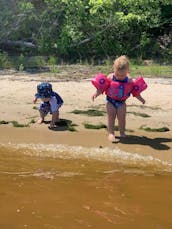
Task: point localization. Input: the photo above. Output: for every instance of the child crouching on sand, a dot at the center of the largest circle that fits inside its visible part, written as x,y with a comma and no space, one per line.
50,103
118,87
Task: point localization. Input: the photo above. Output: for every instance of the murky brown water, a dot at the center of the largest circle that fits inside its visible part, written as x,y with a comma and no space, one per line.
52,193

# # # # # # #

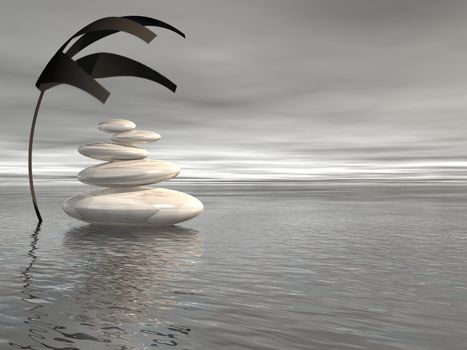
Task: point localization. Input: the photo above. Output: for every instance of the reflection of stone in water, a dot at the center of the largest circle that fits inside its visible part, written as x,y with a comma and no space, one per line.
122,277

# # # # # # #

Report every line in the rows above that contains the string "stone" and copy each such line in full.

## The output
Task: point localization. Input: the photo above. Output: for every instance of the reflection of stone in water, a dot at the center of the largest circle that fits inside its visible part, written as x,y with a comma and no space, one per line.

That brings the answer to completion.